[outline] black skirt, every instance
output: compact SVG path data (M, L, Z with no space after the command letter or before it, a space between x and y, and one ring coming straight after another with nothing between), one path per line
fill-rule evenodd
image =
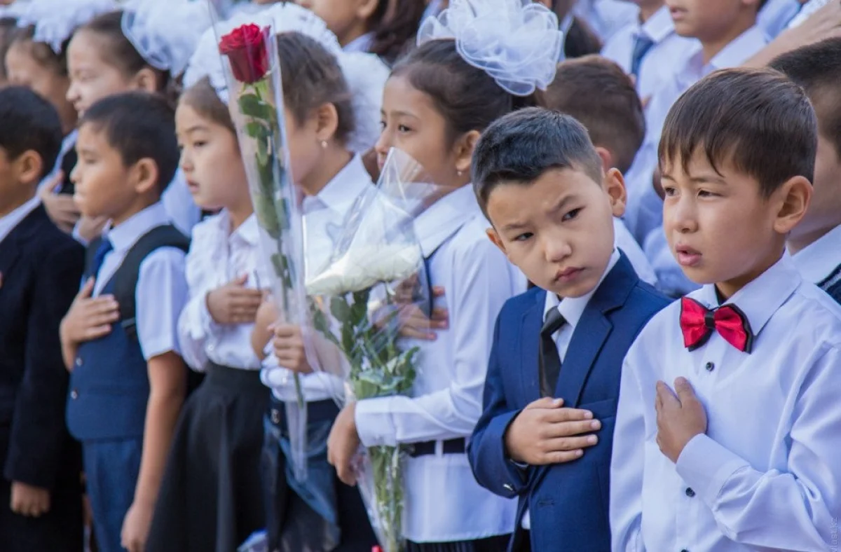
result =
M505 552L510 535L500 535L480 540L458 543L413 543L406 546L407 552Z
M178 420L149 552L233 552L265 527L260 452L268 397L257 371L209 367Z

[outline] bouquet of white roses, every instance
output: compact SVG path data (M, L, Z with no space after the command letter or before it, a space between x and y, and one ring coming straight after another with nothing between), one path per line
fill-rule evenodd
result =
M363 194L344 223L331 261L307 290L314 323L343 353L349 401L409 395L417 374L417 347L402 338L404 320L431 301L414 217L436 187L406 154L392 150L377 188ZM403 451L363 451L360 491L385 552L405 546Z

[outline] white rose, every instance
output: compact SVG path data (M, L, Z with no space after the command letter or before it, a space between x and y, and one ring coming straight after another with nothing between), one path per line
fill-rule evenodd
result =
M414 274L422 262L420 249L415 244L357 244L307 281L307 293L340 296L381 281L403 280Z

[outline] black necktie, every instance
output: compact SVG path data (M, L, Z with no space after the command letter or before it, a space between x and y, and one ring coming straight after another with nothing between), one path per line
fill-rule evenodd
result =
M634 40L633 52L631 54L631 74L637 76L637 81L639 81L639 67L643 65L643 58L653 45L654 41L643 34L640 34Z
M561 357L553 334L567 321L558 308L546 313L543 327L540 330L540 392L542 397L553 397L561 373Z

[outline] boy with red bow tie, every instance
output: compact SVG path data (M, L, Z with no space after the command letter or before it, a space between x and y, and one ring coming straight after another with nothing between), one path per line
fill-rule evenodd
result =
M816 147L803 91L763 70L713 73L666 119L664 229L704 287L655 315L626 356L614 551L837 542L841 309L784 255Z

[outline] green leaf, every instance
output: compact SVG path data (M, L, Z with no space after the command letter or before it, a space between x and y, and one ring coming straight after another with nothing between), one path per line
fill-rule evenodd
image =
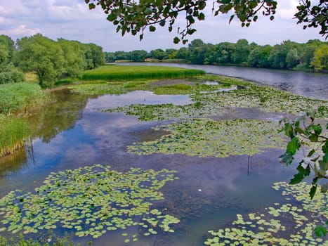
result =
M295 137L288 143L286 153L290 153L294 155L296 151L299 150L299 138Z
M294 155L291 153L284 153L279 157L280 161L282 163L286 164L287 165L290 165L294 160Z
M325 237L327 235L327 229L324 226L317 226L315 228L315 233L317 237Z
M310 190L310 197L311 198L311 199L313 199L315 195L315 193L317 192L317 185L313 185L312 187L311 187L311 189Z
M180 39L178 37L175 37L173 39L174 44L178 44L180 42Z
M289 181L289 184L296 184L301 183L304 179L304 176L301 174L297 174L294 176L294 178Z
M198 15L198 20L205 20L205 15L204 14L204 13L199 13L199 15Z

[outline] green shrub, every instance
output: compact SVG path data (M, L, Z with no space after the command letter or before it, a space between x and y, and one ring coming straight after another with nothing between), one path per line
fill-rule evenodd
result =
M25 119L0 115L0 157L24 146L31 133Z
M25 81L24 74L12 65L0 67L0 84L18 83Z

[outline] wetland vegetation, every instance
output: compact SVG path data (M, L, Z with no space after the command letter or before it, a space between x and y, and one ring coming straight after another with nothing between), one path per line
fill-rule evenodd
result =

********

▸ **WORK TO COMPLETE**: Copy every line from the entries above that contains the word "green". Letter case must match.

▸ **FULL ANSWER**:
[outline] green leaf, every instance
[outline] green shrub, every instance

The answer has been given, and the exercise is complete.